Stated exercise:
Retype, without alteration, each line from the line containing "Target: open shelf" to the final line of the records.

--- BEGIN Recorded information ---

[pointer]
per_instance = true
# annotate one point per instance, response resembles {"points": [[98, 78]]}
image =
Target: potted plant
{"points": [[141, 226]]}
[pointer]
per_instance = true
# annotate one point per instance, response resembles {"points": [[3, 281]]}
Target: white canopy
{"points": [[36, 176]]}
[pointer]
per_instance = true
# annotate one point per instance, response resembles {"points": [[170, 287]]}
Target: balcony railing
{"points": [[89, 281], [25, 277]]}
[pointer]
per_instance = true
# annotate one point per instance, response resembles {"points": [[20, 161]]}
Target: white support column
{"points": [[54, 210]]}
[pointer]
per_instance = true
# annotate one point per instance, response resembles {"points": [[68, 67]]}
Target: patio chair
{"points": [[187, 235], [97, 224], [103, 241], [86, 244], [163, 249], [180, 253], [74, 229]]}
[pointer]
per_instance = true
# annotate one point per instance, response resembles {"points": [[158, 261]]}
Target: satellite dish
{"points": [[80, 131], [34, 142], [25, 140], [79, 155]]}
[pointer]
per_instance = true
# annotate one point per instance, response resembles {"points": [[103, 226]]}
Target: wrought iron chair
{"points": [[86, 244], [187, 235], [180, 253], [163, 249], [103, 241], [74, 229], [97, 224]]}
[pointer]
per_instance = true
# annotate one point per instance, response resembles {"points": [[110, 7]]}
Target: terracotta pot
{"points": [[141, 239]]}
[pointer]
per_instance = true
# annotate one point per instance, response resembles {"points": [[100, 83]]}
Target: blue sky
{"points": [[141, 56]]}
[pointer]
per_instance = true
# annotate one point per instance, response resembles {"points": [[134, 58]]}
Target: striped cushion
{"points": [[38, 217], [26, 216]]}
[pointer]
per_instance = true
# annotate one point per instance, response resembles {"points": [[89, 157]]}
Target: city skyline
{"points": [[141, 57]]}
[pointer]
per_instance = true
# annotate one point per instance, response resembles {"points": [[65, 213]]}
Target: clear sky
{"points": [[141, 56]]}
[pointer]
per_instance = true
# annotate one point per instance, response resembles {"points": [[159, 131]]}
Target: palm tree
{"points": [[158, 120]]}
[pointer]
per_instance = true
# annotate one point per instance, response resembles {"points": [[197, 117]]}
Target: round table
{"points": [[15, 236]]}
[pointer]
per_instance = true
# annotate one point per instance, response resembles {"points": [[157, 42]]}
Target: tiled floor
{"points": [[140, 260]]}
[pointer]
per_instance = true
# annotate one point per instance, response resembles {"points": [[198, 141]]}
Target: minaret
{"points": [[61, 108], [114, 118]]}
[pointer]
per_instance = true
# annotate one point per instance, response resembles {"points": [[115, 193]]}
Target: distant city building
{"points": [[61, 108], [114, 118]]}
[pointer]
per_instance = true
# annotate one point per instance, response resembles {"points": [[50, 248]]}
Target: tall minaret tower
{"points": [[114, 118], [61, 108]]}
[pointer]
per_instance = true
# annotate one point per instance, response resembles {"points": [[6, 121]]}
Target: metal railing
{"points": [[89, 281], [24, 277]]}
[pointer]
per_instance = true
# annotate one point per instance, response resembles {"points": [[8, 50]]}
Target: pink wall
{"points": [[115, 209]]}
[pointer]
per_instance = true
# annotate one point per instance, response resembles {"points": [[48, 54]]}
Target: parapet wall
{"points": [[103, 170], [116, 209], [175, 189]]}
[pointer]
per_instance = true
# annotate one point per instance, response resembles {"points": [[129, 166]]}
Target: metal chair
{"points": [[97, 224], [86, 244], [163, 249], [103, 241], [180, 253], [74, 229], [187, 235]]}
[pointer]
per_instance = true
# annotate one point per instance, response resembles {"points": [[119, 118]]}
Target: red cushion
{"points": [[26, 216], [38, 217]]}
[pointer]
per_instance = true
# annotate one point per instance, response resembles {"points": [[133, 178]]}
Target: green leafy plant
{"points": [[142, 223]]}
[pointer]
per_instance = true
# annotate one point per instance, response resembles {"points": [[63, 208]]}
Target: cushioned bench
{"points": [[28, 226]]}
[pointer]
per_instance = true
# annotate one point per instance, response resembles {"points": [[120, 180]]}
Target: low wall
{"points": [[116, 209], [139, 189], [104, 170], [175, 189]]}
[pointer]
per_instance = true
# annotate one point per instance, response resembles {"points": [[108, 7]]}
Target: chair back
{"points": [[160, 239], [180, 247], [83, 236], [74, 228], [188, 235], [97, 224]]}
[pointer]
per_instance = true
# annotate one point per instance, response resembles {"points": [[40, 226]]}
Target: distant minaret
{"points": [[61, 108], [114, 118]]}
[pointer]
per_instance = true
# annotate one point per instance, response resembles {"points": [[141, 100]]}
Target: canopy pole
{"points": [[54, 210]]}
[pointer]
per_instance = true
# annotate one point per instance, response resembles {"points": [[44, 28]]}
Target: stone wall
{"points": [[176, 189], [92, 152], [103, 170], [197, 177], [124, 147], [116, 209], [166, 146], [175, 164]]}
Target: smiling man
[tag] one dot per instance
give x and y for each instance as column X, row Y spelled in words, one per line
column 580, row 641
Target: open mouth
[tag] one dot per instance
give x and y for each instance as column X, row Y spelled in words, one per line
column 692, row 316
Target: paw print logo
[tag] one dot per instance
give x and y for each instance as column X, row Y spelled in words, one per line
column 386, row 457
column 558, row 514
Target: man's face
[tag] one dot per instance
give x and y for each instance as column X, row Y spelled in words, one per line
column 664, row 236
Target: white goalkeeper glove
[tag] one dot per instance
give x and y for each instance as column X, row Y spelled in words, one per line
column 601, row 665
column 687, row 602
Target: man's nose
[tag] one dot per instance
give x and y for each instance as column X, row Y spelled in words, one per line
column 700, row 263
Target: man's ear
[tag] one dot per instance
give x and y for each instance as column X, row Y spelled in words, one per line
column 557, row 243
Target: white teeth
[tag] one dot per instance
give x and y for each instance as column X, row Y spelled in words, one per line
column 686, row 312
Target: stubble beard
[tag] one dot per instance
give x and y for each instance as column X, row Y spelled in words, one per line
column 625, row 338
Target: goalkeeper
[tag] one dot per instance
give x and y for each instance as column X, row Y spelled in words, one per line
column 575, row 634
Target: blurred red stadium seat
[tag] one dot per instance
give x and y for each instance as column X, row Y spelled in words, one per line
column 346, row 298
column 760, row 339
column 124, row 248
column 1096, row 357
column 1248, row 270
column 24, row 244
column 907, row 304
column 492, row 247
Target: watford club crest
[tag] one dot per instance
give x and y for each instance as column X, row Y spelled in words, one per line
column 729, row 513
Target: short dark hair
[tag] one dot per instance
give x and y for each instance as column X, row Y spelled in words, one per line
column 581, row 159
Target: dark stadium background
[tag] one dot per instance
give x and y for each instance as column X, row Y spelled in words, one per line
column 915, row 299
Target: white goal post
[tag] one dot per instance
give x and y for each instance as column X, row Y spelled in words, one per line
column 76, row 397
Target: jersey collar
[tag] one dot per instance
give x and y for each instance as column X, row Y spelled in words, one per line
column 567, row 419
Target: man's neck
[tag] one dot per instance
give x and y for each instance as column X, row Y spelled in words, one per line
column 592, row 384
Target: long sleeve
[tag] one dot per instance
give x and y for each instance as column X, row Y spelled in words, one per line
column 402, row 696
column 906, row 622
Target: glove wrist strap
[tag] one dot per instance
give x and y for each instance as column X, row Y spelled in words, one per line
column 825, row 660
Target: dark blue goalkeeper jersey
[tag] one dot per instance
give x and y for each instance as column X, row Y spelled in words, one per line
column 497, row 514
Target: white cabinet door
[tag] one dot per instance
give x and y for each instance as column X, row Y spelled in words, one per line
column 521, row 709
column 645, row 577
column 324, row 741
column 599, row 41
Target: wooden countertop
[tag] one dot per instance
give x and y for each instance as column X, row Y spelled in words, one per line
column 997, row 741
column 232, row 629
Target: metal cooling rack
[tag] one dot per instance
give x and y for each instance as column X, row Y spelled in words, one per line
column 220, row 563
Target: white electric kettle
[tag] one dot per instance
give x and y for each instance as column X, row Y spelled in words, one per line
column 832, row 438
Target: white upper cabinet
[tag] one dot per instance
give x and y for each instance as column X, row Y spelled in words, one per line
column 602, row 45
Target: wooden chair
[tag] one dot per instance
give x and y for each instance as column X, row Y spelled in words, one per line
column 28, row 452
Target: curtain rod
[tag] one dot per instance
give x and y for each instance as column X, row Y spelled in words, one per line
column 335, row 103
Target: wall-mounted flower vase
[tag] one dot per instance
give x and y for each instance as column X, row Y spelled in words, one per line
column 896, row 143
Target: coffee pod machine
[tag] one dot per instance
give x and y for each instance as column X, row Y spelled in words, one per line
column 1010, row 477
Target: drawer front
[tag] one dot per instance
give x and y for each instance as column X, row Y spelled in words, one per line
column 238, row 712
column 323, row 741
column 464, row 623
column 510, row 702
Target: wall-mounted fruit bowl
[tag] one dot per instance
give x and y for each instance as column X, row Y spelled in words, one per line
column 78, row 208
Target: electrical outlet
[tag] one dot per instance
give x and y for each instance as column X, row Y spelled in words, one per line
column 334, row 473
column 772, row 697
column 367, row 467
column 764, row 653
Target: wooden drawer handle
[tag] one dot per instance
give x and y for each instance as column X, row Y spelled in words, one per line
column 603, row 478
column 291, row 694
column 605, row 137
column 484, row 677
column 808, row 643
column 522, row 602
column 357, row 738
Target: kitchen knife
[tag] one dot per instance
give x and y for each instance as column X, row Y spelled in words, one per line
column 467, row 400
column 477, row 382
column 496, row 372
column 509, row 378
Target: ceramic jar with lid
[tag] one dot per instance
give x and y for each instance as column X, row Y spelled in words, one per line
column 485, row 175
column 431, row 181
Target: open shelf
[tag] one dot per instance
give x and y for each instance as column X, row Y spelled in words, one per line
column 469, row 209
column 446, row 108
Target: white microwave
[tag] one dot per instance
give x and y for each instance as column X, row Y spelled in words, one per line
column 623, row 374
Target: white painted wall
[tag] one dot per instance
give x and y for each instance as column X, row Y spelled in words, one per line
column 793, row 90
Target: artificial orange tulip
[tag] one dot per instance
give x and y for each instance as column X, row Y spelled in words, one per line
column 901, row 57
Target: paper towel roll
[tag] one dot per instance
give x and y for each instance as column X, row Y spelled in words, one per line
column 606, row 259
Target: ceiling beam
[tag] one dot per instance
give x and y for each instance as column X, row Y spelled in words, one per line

--- END Recorded information ---

Complete response:
Target: open shelf
[tag] one dot per instance
give x and y for each instance as column X, row Y spelled in words, one per line
column 469, row 209
column 446, row 108
Target: white microwave
[tag] one dot per instance
give x and y for each instance as column X, row Y spelled in words, one per line
column 623, row 374
Target: white painted wall
[tag] one dot per instance
give x and y for each instance as column X, row Y spelled in words, one per line
column 793, row 90
Target: artificial orange tulip
[tag] one dot per instance
give x and y for each instance as column X, row Y spelled in words, one per line
column 901, row 57
Target: paper towel roll
[tag] one dot per instance
give x and y for each instance as column X, row Y spelled in words, one per line
column 606, row 259
Target: ceiling beam
[tag] one dot per instance
give x and y for each instance as column X, row Y spelled in words, one per line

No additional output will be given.